-------- Data lines

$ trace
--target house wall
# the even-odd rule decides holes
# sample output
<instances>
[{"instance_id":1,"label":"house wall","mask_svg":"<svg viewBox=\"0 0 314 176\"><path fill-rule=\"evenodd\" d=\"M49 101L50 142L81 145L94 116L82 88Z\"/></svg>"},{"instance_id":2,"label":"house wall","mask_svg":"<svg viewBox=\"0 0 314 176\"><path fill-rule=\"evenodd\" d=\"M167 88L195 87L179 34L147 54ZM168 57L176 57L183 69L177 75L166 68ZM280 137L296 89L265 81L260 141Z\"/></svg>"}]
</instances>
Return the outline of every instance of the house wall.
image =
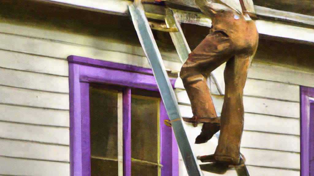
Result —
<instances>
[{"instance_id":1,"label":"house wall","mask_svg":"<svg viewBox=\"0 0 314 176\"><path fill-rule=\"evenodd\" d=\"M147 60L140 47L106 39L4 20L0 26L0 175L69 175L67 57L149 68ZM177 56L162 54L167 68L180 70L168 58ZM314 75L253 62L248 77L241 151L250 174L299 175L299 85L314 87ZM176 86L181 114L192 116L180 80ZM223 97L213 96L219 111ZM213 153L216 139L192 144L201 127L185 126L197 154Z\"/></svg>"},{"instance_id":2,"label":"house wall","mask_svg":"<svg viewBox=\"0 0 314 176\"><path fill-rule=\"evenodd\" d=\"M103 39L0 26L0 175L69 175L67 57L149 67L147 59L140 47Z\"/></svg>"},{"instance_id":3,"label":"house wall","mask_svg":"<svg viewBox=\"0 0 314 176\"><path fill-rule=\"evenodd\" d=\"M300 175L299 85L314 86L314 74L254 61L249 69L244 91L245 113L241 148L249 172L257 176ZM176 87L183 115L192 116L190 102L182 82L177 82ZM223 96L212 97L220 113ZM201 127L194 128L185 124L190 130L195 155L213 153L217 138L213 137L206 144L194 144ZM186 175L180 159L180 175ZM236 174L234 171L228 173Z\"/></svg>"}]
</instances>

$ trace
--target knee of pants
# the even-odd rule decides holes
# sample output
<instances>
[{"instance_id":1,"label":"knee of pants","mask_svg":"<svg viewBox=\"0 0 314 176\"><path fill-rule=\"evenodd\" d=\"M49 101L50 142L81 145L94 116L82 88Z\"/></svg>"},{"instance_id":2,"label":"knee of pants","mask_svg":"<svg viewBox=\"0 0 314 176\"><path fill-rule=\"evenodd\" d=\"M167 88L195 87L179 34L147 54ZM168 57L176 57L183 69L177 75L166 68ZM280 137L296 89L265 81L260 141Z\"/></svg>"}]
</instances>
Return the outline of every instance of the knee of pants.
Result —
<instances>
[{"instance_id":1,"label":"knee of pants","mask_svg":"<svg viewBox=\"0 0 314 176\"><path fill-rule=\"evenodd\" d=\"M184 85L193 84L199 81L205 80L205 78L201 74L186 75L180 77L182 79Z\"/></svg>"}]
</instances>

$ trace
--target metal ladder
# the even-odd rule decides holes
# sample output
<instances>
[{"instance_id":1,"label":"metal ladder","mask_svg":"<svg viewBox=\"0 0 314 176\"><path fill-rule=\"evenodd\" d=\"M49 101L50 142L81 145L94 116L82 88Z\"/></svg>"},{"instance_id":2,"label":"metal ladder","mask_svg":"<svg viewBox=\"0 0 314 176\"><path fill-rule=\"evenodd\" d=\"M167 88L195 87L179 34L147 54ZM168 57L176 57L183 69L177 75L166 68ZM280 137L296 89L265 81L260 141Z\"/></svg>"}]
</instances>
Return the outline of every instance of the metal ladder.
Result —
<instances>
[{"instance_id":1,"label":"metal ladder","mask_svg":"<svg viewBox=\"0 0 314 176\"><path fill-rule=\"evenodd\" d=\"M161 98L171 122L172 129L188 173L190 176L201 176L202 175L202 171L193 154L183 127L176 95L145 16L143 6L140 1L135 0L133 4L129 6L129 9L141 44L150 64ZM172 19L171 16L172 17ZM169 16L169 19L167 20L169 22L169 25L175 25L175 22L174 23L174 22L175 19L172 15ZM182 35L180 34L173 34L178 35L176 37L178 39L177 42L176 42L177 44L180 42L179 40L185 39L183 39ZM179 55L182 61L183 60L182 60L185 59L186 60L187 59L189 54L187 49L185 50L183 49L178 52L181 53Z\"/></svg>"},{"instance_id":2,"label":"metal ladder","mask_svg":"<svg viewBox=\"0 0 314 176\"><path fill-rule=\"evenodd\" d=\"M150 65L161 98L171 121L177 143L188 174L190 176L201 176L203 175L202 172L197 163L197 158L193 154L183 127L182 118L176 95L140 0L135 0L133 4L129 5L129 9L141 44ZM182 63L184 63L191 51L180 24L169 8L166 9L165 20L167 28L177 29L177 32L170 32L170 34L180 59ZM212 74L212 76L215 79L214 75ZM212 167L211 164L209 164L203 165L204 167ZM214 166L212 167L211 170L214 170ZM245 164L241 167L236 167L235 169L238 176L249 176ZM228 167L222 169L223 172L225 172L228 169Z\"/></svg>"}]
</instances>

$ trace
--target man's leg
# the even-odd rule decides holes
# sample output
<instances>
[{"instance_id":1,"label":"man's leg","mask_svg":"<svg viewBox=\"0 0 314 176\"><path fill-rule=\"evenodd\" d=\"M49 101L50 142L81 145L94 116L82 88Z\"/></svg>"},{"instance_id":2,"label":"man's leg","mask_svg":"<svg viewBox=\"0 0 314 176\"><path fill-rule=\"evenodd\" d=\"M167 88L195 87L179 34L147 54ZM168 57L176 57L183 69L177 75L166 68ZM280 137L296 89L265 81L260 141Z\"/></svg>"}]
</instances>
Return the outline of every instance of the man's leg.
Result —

----------------
-------- Data lines

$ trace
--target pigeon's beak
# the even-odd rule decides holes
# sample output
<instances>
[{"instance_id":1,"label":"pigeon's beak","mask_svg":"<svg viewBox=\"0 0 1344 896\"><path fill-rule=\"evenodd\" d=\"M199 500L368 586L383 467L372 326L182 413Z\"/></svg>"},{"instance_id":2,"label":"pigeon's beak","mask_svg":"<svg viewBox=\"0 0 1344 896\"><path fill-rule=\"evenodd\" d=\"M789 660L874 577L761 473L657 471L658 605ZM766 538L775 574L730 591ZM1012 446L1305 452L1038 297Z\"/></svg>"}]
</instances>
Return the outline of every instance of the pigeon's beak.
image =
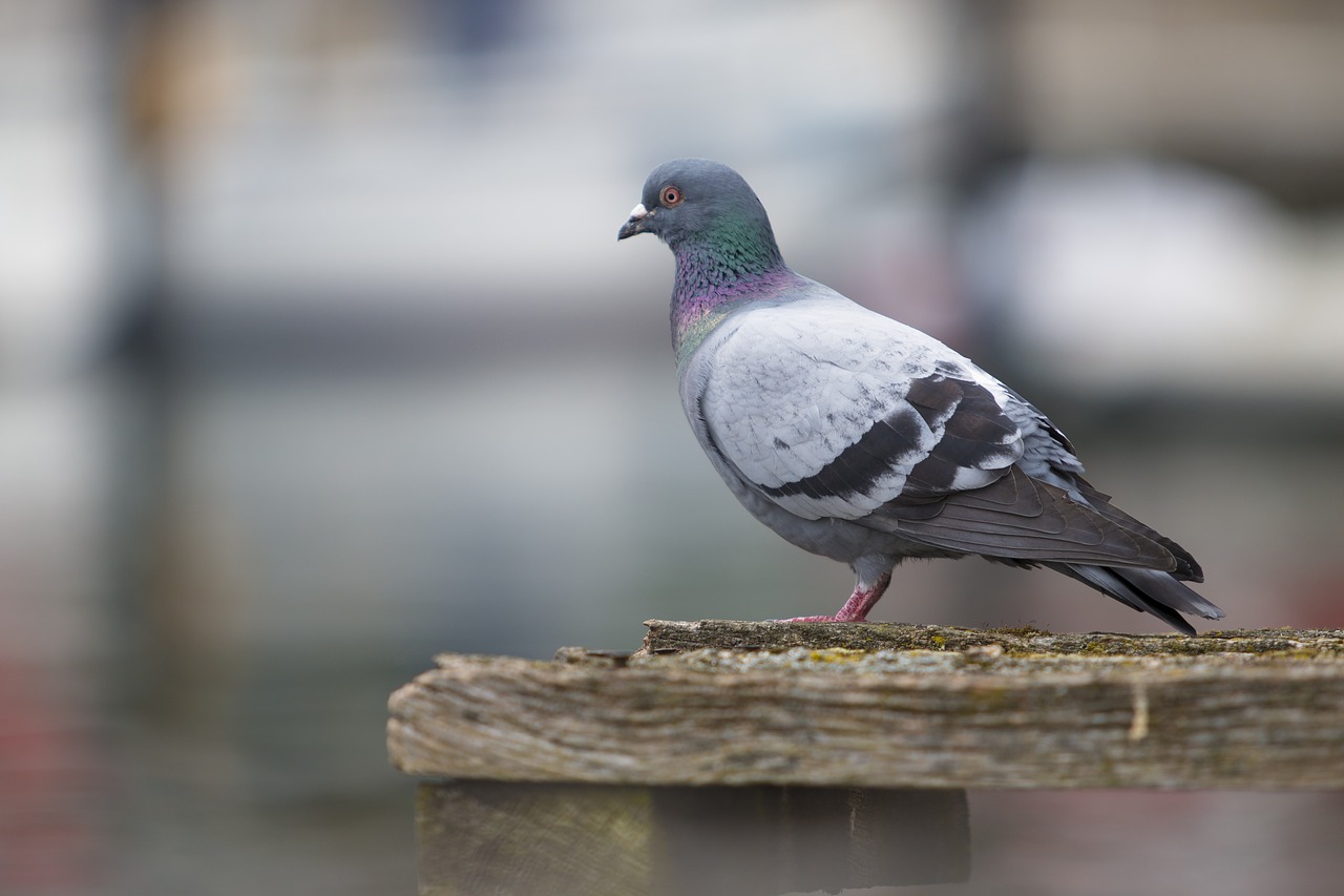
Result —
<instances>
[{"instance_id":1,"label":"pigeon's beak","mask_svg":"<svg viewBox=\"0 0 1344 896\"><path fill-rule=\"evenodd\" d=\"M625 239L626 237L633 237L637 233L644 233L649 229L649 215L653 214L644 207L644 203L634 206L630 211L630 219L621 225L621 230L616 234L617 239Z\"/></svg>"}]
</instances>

----------------
-------- Data lines

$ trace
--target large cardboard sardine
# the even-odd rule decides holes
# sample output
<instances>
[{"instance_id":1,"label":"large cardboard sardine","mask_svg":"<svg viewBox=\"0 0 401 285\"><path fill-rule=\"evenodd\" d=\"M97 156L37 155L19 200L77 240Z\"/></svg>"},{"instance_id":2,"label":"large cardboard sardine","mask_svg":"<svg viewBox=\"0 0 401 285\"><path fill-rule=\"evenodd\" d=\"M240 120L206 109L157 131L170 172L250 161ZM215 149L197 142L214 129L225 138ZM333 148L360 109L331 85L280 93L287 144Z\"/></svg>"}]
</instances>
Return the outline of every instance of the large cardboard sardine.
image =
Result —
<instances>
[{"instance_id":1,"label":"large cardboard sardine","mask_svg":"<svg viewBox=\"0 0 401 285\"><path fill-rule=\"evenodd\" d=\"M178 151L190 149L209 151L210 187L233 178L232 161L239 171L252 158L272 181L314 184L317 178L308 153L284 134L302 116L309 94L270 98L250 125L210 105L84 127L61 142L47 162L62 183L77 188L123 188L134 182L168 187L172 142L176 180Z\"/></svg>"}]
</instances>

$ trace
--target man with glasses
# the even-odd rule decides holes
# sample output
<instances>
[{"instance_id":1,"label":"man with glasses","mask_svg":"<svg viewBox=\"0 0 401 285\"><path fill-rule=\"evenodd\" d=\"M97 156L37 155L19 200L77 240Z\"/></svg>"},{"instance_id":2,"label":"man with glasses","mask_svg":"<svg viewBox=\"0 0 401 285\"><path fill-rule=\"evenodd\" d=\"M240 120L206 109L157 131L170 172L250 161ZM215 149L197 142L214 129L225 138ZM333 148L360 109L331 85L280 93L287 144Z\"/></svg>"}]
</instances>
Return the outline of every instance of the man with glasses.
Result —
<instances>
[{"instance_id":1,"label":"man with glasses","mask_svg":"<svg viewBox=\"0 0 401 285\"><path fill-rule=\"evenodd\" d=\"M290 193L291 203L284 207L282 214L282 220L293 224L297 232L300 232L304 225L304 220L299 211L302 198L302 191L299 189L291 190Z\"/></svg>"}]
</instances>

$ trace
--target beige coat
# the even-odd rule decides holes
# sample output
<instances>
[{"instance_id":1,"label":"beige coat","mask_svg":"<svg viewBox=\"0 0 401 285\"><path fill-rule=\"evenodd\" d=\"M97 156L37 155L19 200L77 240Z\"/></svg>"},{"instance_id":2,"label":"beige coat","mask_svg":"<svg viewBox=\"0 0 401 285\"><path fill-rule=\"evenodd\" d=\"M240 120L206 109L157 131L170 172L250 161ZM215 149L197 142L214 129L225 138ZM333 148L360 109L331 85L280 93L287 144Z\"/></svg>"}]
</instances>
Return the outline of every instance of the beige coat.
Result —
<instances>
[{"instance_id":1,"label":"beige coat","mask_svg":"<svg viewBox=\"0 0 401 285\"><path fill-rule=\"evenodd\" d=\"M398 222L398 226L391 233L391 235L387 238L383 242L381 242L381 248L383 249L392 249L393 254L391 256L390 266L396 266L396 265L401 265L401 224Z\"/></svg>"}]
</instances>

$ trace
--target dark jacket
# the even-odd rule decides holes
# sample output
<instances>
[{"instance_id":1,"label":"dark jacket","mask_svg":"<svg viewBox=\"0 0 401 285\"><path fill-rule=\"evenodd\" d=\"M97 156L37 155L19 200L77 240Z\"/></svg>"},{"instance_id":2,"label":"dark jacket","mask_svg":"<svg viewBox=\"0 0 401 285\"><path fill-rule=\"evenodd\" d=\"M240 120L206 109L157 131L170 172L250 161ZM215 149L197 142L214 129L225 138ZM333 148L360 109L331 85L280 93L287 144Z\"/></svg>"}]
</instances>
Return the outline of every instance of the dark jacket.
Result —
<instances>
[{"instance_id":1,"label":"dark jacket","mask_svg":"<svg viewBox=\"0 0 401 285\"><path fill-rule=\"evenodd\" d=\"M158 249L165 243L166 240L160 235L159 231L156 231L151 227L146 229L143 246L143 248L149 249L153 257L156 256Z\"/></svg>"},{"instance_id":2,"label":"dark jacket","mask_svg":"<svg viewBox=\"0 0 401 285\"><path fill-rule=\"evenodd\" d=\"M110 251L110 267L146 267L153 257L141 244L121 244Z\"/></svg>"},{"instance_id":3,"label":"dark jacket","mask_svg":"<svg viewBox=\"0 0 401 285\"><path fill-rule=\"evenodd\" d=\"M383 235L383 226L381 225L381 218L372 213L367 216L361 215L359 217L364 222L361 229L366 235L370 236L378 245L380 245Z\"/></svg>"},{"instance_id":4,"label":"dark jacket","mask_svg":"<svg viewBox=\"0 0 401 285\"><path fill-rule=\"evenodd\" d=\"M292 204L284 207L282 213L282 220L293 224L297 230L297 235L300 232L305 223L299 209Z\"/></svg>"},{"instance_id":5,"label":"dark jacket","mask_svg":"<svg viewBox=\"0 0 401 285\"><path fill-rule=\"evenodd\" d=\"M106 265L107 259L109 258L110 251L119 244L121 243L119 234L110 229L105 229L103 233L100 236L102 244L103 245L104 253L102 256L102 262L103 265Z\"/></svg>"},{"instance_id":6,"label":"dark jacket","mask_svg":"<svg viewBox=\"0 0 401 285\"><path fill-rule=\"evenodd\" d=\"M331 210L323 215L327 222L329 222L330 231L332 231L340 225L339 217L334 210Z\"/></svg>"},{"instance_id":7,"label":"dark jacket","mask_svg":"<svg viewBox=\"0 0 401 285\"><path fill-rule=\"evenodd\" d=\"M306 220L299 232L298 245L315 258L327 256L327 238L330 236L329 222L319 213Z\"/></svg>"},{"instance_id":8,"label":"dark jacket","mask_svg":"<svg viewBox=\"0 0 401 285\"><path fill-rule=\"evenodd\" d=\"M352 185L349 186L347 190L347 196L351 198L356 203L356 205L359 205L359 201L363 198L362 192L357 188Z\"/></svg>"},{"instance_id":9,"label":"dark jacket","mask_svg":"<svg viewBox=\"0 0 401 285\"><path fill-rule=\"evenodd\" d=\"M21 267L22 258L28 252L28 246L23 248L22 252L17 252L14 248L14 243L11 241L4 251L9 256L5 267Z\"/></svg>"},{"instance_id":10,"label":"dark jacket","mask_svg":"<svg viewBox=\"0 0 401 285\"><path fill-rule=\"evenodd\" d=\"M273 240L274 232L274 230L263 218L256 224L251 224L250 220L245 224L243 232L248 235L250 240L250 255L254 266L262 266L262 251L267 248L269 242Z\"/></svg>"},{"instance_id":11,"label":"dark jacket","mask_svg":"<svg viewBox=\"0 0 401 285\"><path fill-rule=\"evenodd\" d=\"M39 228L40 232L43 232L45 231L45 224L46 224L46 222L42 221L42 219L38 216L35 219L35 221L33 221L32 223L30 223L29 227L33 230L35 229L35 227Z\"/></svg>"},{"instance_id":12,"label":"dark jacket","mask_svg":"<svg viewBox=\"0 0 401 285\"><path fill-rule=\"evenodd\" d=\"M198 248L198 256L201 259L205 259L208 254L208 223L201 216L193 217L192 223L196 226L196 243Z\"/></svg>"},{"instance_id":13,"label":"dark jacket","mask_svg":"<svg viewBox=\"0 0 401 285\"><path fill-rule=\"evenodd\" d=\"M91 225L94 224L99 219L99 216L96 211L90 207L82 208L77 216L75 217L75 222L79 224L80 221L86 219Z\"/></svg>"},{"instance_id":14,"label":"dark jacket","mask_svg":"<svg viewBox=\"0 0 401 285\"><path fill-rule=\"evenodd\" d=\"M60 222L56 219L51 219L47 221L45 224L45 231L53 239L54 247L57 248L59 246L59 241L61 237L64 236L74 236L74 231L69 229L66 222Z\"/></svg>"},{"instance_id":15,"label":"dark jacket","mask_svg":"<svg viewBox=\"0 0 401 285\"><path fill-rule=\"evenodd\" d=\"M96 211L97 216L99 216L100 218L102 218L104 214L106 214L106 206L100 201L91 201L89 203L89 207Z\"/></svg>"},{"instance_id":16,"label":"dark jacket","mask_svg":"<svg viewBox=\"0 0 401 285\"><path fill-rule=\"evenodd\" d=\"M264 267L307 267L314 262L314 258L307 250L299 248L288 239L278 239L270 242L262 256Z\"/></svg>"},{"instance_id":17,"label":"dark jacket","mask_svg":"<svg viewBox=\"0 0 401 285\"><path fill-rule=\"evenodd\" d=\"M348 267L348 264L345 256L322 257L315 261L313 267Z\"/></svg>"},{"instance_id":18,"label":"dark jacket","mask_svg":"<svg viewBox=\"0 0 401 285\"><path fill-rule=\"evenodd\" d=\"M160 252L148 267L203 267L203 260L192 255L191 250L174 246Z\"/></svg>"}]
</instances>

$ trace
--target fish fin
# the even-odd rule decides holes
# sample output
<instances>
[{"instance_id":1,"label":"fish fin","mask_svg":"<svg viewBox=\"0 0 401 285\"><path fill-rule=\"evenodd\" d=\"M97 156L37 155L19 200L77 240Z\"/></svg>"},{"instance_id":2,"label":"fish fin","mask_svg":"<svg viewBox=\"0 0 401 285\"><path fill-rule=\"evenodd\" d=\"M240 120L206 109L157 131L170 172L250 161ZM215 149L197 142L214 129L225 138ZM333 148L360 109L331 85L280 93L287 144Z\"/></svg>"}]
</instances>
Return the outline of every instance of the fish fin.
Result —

----------------

▶ _Problem statement_
Pick out every line in the entries above that contains the string "target", and copy each of those lines in full. Matching is case-sensitive.

▶ _In response_
--target house wall
--target knee of pants
--target metal ladder
--target man's leg
--target pigeon's beak
--target large cardboard sardine
--target man with glasses
--target beige coat
--target dark jacket
--target fish fin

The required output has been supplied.